(What is needed)
Print every one of the records below line for line, without changing anything, but leave the pictures out of your output.

## begin Available records

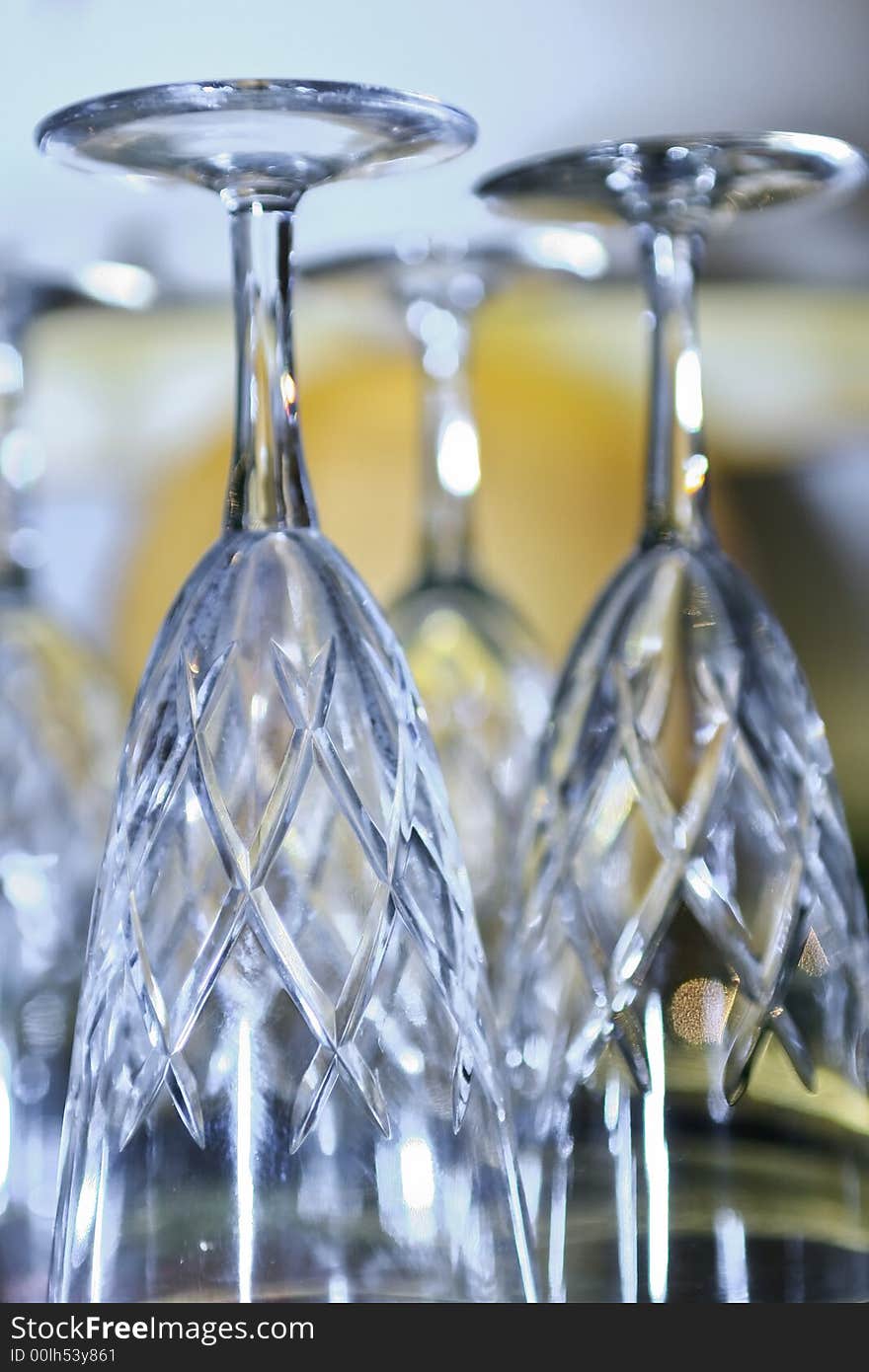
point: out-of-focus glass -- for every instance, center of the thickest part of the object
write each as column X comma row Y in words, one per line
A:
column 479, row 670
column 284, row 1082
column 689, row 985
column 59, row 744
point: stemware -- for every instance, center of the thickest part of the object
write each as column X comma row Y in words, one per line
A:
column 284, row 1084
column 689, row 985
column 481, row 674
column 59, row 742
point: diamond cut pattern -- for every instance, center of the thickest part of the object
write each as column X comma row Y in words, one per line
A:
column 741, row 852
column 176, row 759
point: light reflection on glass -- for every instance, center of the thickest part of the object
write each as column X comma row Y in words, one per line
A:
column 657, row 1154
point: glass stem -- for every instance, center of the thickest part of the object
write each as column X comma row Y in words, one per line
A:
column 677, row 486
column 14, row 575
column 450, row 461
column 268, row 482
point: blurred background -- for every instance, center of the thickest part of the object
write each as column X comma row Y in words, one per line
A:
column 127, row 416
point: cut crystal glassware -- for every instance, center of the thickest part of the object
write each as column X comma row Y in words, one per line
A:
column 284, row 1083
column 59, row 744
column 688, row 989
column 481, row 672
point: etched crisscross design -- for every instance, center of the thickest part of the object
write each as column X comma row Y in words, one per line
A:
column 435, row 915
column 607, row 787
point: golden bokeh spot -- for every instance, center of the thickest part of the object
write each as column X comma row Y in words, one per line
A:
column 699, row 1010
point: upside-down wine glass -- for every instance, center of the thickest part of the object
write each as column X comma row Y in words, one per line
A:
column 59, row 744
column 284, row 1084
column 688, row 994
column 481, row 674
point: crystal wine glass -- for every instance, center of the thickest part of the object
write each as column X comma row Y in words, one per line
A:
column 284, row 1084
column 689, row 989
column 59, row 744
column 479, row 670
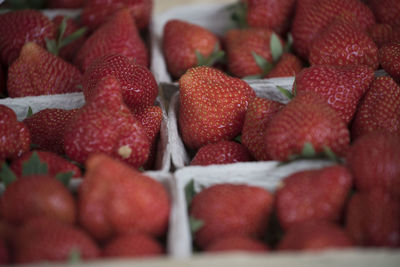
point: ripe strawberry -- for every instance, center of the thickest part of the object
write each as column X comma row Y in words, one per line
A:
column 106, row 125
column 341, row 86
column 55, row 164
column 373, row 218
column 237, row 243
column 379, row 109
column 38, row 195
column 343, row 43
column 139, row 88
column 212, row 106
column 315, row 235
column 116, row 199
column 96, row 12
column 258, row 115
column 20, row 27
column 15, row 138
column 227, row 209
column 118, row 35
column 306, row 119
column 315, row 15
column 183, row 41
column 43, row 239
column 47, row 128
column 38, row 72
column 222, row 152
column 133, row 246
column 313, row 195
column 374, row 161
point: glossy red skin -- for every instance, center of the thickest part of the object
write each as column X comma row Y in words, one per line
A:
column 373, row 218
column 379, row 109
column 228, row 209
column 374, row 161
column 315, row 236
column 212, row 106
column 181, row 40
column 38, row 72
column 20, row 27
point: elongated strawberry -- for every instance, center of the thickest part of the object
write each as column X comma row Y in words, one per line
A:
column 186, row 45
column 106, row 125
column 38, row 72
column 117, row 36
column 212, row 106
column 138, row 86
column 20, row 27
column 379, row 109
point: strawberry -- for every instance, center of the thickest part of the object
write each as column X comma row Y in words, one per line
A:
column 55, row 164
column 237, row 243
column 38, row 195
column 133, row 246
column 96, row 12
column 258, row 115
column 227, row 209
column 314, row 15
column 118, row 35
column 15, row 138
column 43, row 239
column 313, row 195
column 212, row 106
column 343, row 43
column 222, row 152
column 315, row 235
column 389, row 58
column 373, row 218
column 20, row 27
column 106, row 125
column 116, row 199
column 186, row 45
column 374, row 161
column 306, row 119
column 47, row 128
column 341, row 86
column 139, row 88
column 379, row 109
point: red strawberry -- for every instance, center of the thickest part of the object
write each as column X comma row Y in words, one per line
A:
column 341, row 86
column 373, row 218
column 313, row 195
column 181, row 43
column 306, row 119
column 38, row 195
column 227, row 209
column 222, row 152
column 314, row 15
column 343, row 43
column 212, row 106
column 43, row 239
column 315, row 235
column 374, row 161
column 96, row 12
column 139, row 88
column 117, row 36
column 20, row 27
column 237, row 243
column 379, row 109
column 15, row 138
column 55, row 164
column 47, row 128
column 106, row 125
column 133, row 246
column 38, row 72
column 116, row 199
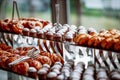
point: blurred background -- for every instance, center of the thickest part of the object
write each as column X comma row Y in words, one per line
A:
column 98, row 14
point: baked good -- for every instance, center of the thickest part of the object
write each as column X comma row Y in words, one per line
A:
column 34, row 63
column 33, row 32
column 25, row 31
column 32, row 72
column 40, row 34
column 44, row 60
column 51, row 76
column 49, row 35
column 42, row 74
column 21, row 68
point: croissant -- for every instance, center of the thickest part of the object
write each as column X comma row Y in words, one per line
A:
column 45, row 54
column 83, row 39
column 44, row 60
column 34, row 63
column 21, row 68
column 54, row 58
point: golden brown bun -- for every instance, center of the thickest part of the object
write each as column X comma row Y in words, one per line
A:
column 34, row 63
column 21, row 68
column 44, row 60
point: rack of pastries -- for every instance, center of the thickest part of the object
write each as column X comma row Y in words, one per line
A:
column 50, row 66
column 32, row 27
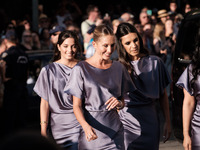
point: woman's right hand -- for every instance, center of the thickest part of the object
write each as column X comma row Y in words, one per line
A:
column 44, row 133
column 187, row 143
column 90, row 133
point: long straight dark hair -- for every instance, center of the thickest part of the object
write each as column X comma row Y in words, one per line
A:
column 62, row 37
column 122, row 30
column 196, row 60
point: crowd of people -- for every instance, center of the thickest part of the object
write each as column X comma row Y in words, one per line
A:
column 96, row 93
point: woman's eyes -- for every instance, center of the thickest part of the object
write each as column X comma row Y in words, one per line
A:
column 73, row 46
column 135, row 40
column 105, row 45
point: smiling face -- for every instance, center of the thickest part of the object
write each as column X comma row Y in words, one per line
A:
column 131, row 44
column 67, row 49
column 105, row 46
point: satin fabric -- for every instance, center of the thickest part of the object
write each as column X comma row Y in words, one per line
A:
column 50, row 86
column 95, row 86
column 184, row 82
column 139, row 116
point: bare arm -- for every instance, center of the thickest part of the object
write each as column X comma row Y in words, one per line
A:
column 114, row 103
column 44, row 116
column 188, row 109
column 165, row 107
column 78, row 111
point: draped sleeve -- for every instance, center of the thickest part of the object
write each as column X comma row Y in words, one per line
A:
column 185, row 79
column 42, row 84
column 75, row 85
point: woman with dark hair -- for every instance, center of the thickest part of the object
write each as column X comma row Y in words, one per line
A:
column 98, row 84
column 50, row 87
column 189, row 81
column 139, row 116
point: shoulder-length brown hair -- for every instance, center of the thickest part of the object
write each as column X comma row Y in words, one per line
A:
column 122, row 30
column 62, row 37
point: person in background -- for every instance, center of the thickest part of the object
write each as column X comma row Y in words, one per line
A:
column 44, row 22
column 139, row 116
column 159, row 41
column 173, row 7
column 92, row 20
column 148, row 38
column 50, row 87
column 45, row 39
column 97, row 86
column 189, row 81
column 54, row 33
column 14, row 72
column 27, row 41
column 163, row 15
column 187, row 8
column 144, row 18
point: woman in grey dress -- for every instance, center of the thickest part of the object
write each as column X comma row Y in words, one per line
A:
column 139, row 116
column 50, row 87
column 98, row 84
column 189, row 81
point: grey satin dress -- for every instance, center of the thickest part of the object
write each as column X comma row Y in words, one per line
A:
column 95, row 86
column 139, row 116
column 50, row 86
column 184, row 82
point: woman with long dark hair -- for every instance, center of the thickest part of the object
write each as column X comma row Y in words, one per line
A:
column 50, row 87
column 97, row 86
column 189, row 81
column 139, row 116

## end Available records

(Result for this task)
point: out-of-focus glass -- for every instance, center of the thickest part of the object
write each as column X comma row Y in words, one per line
A:
column 479, row 670
column 284, row 1082
column 689, row 985
column 59, row 744
point: stemware -- for every instance, center of the thickest part of the object
write each as column X comma row Y in words, one per line
A:
column 284, row 1084
column 689, row 985
column 481, row 674
column 59, row 742
point: diamond cut pattern -- for every instance, center of the thickest part of the object
write each as column X comma row Y in words, one per line
A:
column 741, row 852
column 176, row 759
point: light reflection on glass -- for every instance, center of the thickest part of the object
write each as column X comma row Y in words, one per line
A:
column 657, row 1154
point: glass stem -- for every instance, center of the thickest part of the object
write each as column X comma row Y in words, one per line
A:
column 677, row 486
column 14, row 575
column 450, row 461
column 268, row 482
point: blurred background -- for every instance, center of the thickest part of the object
write each as column X comma row Y in words, one per line
A:
column 127, row 416
point: cut crystal glassware -- for every instance, center of the thickest part of the object
write each as column X comma row Y in words, one per line
A:
column 284, row 1083
column 59, row 744
column 688, row 989
column 481, row 672
point: etched crisscross design -- for every instance, center of the thickest part of the object
write each as column X comma row Y in words, one per line
A:
column 435, row 915
column 607, row 787
point: golden bokeh spot -- for every instance, center of the thickest part of the object
write each as column X comma row Y in words, one per line
A:
column 699, row 1010
point: upside-down wine glass -- for every instance, center of the thickest part of the object
write each as column X comma row Y in words, one per line
A:
column 59, row 744
column 284, row 1084
column 688, row 994
column 481, row 674
point: crystal wine glass -- for every instance, center of the thickest part of the object
write each as column X comma row Y in words, one per line
A:
column 284, row 1084
column 689, row 989
column 59, row 744
column 479, row 670
point: ripe strawberry -- for every instance, center of the thickest part of the object
write each as column X comma row Y in words, one per line
A:
column 106, row 125
column 341, row 86
column 55, row 164
column 373, row 218
column 237, row 243
column 379, row 109
column 38, row 195
column 343, row 43
column 139, row 88
column 212, row 106
column 315, row 235
column 116, row 199
column 96, row 12
column 258, row 115
column 20, row 27
column 15, row 138
column 227, row 209
column 118, row 35
column 306, row 119
column 315, row 15
column 183, row 41
column 43, row 239
column 47, row 128
column 38, row 72
column 222, row 152
column 133, row 246
column 313, row 195
column 374, row 161
point: glossy red skin -- for every instance, center of the thickest part of the object
write each as column X comma row Y in words, one per line
A:
column 373, row 218
column 379, row 109
column 228, row 209
column 374, row 161
column 315, row 236
column 212, row 106
column 181, row 40
column 38, row 72
column 20, row 27
point: elongated strawberry -- for every instance, center of the thickest part of the object
write each as column X comma row Y in words, one per line
A:
column 186, row 45
column 106, row 125
column 38, row 72
column 117, row 36
column 212, row 106
column 138, row 86
column 20, row 27
column 379, row 109
point: strawberry -- for every instance, center of the thickest part of the object
write each as column X comma row Y in words, one per line
A:
column 55, row 164
column 237, row 243
column 38, row 195
column 133, row 246
column 96, row 12
column 258, row 115
column 227, row 209
column 314, row 15
column 118, row 35
column 15, row 138
column 43, row 239
column 313, row 195
column 212, row 106
column 343, row 43
column 222, row 152
column 315, row 235
column 389, row 58
column 373, row 218
column 20, row 27
column 106, row 125
column 116, row 199
column 186, row 45
column 374, row 161
column 306, row 119
column 47, row 128
column 341, row 86
column 139, row 88
column 379, row 109
point: red strawberry -- for every instance, center of the thickest part of the object
write each as column X comma row Y in words, one per line
A:
column 341, row 86
column 373, row 218
column 313, row 195
column 181, row 43
column 306, row 119
column 38, row 195
column 227, row 209
column 222, row 152
column 314, row 15
column 343, row 43
column 212, row 106
column 43, row 239
column 315, row 235
column 374, row 161
column 96, row 12
column 139, row 88
column 117, row 36
column 20, row 27
column 237, row 243
column 379, row 109
column 15, row 138
column 55, row 164
column 47, row 128
column 106, row 125
column 133, row 246
column 38, row 72
column 116, row 199
point: blurred background -- for every instance, center of the thickest part of the object
write each as column X comma row Y in words, one per line
A:
column 98, row 14
point: baked good -- for every instance, center of the thickest part of the object
write each as column X comma row Y in words, one per line
A:
column 34, row 63
column 33, row 32
column 25, row 31
column 32, row 72
column 40, row 34
column 44, row 60
column 51, row 76
column 49, row 35
column 42, row 74
column 21, row 68
point: croissant -- for every instance, center of the thickest part of the object
write each as column X comma row Y in words, one per line
A:
column 45, row 54
column 83, row 39
column 44, row 60
column 34, row 63
column 21, row 68
column 54, row 58
point: golden brown bun -- for every instance, center of the thickest part of the object
write each as column X comma row Y in words, one per line
A:
column 34, row 63
column 21, row 68
column 44, row 60
point: rack of pastries -- for every instance, center of the thickest part of the object
write each as column X comma row Y in words, one per line
A:
column 50, row 66
column 32, row 27
point: woman's right hand -- for every instance, center of the thickest part of the object
write each as column X comma row Y in words, one per line
A:
column 44, row 133
column 187, row 143
column 90, row 133
point: long straight dark hair -- for every instance, center of the thickest part of the object
write each as column X comma row Y in words, one per line
A:
column 62, row 37
column 122, row 30
column 196, row 60
point: crowd of people -- for every instance, center of the thickest part of the object
write each as column X comma row Y in words, one per line
A:
column 96, row 93
point: woman's eyes -- for every instance, center of the thickest part of the object
write each as column X comma row Y in words, one per line
A:
column 73, row 46
column 135, row 40
column 105, row 45
point: smiling face -- for every instance, center of the thickest part of the object
write each as column X comma row Y in words, one per line
A:
column 131, row 44
column 67, row 49
column 105, row 46
point: satin fabric -- for every instance, center of the thickest part of the object
write each as column X comma row Y in words, one per line
A:
column 50, row 86
column 95, row 86
column 184, row 82
column 139, row 116
point: bare arm -- for every instance, center of the thickest part of the object
write each as column X comma row Y in words, one per line
A:
column 114, row 103
column 44, row 116
column 188, row 109
column 165, row 107
column 78, row 111
point: draped sleeve -- for every instance, center of the thickest part of the object
write each as column X comma row Y in words, one per line
A:
column 185, row 79
column 42, row 84
column 75, row 85
point: woman with dark hair -- for every instance, center of the thickest part of the object
write each as column X comma row Y in words, one per line
A:
column 98, row 84
column 50, row 87
column 189, row 81
column 139, row 116
point: shoulder-length brown hair -- for every instance, center of the thickest part of the object
write each as column X comma row Y in words, one per line
A:
column 122, row 30
column 62, row 37
point: person in background -- for every instance, center of the thickest part of the object
write each as column X comma row Y in words, one per line
A:
column 44, row 22
column 139, row 116
column 159, row 41
column 173, row 7
column 92, row 20
column 148, row 38
column 50, row 87
column 45, row 39
column 97, row 86
column 189, row 81
column 54, row 33
column 14, row 72
column 27, row 41
column 163, row 15
column 187, row 8
column 144, row 18
point: woman in grey dress -- for every instance, center of the thickest part of the object
write each as column X comma row Y in words, one per line
A:
column 139, row 116
column 50, row 87
column 98, row 84
column 189, row 81
point: grey satin dress -- for every instance, center of the thickest part of the object
write each as column X comma row Y in words, one per line
A:
column 95, row 86
column 139, row 116
column 50, row 86
column 184, row 82
point: woman with long dark hair -- for every instance, center of the thickest part of the object
write each as column X comma row Y in words, one per line
A:
column 50, row 87
column 97, row 86
column 189, row 81
column 139, row 116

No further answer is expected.